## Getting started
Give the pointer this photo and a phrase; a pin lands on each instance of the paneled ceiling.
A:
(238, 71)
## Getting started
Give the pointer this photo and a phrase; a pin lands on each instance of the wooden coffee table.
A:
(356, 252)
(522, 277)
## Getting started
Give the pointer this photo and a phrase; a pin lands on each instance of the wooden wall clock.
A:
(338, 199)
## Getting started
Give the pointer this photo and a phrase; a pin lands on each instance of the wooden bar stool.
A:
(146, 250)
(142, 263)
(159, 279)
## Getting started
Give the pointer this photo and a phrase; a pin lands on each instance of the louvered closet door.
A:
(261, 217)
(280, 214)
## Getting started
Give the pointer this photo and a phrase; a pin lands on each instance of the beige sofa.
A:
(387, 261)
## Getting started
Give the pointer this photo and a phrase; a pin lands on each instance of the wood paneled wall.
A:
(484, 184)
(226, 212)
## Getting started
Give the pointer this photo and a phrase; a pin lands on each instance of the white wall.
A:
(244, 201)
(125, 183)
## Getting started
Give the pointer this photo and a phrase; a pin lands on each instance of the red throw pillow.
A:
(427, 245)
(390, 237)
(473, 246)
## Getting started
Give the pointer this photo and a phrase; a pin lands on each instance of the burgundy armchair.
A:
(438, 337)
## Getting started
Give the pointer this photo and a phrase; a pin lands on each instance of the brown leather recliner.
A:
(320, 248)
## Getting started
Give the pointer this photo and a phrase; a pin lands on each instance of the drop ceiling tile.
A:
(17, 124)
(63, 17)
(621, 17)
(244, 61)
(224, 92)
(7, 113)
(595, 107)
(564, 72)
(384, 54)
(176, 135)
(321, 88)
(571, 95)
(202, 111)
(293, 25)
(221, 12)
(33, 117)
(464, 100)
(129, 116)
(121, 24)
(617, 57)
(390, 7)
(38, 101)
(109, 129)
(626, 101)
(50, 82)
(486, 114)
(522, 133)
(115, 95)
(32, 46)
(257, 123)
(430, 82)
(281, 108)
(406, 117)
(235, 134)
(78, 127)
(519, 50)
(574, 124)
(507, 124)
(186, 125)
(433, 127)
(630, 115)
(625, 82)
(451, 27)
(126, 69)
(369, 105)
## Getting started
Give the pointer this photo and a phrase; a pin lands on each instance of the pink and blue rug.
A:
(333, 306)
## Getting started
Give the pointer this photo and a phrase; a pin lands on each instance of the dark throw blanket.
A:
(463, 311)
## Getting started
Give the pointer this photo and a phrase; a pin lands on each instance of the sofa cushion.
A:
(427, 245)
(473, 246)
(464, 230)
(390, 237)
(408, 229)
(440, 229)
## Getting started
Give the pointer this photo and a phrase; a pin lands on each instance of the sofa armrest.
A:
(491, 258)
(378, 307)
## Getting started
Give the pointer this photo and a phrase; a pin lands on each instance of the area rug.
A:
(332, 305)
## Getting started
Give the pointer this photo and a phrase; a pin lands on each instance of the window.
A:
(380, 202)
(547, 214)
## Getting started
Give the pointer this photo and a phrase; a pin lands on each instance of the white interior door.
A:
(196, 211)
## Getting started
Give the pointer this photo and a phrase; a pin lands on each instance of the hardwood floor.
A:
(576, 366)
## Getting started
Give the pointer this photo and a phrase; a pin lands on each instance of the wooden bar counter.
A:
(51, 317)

_ _ _ _

▶ TASK DESCRIPTION
In the entries above, how many lines hold "sofa"? Answer with the number alone.

▶ PROBLEM SOLUTION
3